[Region pointing data]
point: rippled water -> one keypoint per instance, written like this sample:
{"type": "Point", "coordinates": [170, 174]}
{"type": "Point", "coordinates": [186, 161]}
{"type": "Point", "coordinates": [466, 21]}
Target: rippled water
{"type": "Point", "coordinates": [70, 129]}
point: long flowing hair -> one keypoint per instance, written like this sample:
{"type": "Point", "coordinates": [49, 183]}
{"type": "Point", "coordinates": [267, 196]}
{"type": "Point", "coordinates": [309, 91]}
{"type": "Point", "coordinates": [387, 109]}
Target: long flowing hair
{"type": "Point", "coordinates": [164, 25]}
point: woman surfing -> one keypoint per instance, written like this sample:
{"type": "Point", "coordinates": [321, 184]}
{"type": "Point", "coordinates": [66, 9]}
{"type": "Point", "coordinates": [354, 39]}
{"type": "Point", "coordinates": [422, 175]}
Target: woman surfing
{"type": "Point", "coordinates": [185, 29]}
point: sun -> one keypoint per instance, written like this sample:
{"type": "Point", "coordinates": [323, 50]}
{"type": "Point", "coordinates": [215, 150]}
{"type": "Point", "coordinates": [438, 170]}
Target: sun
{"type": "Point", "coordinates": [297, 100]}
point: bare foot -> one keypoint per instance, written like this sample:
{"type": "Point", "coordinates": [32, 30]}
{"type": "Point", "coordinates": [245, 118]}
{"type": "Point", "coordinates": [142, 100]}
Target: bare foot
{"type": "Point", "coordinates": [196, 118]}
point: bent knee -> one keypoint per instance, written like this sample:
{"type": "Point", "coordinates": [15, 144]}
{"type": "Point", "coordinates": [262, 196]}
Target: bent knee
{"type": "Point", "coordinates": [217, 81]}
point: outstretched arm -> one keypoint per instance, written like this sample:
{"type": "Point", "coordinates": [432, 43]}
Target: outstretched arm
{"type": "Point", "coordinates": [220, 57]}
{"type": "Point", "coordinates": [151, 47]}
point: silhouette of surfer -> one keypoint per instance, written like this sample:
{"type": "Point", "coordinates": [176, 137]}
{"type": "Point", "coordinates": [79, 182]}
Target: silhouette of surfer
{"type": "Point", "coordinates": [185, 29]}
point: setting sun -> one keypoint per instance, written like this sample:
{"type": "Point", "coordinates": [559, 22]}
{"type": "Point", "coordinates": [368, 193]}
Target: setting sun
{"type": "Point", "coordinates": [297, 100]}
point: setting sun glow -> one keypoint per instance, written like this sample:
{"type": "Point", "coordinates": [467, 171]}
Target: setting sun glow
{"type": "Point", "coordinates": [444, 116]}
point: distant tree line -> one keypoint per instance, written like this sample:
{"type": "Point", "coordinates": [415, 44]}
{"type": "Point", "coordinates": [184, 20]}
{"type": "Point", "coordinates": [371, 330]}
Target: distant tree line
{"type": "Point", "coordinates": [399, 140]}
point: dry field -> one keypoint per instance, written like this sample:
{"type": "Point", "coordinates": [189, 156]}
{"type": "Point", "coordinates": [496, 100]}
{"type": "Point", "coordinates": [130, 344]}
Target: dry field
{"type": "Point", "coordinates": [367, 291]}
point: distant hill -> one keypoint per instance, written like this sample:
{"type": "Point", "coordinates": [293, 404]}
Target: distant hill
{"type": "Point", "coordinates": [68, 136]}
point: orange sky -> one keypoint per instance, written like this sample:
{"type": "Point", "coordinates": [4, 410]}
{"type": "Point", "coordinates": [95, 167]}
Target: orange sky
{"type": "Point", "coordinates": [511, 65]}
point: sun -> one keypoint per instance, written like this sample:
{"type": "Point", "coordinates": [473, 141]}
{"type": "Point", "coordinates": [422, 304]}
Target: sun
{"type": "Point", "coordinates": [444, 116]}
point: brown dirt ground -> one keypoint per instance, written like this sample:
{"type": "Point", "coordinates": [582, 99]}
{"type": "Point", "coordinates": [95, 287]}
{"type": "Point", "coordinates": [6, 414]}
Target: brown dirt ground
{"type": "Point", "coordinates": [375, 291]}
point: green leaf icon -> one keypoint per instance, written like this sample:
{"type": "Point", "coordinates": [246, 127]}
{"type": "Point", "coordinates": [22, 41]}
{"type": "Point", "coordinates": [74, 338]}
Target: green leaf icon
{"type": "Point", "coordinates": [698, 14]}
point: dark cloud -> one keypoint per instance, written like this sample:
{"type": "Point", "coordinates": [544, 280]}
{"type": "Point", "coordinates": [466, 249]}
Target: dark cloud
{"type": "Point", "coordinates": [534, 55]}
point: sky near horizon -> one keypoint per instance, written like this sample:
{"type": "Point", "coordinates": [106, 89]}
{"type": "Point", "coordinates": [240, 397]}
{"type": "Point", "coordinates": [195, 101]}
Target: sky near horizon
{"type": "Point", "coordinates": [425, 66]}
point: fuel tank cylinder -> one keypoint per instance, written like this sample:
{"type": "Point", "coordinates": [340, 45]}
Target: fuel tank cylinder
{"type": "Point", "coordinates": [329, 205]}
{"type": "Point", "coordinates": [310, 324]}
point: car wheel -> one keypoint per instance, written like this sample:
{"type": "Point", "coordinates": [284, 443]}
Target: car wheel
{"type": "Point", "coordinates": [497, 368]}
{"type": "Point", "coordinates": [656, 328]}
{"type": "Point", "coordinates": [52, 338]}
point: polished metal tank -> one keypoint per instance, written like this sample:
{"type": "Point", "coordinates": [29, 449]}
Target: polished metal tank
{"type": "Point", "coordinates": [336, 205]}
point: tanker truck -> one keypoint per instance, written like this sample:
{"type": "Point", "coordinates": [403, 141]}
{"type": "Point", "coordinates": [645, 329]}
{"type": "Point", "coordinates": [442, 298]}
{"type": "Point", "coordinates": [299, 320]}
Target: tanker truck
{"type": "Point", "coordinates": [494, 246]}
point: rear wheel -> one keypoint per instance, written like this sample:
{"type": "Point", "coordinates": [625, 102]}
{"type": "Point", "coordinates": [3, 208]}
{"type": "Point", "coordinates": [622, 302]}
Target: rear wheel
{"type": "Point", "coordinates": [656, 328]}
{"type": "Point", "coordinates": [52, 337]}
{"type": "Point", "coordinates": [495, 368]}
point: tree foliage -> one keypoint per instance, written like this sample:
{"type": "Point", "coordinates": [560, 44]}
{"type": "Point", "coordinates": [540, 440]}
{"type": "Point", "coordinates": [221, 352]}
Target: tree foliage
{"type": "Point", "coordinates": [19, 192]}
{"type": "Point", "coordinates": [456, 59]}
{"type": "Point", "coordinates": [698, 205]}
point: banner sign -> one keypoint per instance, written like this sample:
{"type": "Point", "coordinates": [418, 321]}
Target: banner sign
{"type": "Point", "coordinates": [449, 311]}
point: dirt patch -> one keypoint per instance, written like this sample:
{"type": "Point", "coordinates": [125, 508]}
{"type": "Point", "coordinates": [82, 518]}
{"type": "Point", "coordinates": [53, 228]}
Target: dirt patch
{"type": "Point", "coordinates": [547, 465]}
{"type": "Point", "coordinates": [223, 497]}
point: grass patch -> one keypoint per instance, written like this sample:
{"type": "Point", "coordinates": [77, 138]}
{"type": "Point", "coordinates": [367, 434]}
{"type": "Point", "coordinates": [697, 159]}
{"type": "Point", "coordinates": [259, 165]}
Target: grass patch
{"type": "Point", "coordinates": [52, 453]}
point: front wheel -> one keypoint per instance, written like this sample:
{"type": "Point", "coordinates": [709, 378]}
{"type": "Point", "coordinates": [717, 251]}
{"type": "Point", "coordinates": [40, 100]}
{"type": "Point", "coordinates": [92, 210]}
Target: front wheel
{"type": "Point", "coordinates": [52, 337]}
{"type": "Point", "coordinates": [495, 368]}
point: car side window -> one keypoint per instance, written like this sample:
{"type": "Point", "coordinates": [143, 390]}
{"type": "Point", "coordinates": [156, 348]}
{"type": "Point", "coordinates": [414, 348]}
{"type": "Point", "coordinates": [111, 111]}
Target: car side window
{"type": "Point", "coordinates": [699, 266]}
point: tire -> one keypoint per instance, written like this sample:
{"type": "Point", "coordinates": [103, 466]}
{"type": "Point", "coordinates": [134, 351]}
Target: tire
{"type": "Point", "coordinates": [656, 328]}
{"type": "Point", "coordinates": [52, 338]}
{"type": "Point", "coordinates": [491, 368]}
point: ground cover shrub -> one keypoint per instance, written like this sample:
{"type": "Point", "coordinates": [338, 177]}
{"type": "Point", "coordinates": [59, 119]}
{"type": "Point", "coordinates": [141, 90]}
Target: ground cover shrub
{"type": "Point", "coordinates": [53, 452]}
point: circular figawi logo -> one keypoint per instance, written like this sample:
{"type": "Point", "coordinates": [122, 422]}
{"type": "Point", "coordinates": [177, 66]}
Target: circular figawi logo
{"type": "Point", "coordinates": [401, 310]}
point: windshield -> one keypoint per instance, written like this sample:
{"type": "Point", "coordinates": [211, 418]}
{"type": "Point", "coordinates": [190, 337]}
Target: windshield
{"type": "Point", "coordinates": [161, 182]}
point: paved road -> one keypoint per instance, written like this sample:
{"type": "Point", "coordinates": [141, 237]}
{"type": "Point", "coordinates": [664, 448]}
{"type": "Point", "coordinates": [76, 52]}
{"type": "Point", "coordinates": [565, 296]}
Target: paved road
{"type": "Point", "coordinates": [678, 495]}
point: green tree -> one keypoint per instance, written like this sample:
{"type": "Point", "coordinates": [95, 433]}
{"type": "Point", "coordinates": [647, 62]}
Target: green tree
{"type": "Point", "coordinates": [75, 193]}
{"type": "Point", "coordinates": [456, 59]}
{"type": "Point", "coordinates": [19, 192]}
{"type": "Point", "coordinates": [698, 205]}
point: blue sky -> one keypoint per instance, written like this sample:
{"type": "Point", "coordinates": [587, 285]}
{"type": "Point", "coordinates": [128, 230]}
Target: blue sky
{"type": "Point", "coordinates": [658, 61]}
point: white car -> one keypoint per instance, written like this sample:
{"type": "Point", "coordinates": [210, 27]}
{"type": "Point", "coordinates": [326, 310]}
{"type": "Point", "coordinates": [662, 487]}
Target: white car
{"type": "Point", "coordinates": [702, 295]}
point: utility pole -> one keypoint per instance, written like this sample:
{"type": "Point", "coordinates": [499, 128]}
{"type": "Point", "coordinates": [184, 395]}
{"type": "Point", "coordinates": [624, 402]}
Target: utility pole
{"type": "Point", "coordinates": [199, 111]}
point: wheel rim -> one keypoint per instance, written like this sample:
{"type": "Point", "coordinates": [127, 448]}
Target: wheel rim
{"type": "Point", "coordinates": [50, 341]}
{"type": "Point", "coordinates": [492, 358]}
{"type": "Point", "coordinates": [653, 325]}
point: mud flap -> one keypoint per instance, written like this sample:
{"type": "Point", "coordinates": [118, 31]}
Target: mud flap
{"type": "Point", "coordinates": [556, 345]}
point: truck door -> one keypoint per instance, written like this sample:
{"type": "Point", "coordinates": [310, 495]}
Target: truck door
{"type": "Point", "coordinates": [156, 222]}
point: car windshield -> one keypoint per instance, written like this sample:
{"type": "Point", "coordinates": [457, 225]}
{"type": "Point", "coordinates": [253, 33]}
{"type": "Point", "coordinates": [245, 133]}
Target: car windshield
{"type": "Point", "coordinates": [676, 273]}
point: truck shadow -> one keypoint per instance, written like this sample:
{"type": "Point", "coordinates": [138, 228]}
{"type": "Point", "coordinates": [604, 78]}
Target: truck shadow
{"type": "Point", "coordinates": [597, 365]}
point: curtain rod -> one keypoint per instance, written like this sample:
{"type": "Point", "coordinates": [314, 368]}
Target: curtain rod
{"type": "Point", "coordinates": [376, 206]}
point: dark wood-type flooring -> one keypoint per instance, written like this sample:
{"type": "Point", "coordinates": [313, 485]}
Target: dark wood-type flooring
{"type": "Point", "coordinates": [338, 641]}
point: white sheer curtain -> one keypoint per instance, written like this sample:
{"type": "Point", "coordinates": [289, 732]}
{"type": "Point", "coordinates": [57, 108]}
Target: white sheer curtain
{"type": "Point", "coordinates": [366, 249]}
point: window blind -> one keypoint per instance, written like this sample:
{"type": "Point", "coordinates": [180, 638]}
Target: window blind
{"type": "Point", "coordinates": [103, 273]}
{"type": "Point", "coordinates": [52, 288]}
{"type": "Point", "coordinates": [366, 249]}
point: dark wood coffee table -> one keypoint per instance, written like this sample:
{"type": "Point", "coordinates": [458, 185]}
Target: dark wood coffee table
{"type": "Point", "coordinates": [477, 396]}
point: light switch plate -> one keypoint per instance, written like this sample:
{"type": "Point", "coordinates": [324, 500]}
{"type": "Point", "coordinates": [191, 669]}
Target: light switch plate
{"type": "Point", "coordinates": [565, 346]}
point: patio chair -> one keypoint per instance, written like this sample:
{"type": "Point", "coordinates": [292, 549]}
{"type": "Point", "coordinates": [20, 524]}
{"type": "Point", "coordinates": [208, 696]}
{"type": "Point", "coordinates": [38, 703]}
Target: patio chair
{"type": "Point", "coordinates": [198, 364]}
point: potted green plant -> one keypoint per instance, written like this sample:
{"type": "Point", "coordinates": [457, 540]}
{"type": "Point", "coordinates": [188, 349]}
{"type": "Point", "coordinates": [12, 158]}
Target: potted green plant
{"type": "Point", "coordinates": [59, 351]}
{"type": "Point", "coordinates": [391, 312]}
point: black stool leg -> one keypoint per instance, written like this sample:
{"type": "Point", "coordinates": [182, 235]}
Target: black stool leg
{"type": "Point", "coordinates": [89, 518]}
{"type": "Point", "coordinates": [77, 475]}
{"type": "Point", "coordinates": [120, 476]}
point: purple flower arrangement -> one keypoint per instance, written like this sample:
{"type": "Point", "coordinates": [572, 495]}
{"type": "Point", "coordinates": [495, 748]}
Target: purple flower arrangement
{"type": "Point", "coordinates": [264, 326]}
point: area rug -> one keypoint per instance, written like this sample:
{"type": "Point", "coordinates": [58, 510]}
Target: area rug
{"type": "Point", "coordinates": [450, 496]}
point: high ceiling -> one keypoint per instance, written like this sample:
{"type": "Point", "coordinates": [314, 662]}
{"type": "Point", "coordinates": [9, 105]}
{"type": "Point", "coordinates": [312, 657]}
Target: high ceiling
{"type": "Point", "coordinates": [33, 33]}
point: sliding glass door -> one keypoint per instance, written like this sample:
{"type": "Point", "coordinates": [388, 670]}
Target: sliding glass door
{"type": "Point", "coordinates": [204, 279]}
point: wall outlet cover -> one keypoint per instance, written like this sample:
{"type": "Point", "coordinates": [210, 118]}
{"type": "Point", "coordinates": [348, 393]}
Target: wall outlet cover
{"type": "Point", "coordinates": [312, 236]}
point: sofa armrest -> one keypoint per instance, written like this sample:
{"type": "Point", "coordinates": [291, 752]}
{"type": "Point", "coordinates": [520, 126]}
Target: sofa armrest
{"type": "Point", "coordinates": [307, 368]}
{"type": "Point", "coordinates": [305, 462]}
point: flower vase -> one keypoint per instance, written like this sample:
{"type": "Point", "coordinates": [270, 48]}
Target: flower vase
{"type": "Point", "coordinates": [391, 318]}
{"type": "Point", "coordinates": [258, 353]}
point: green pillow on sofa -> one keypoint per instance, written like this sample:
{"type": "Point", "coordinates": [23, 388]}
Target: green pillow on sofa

*PROBLEM DETAILS*
Every line of the entries above that holds "pillow" should be copied out.

*YOUR SOLUTION*
point: green pillow on sofa -> one keypoint per instance, written like this sample:
Target: green pillow on sofa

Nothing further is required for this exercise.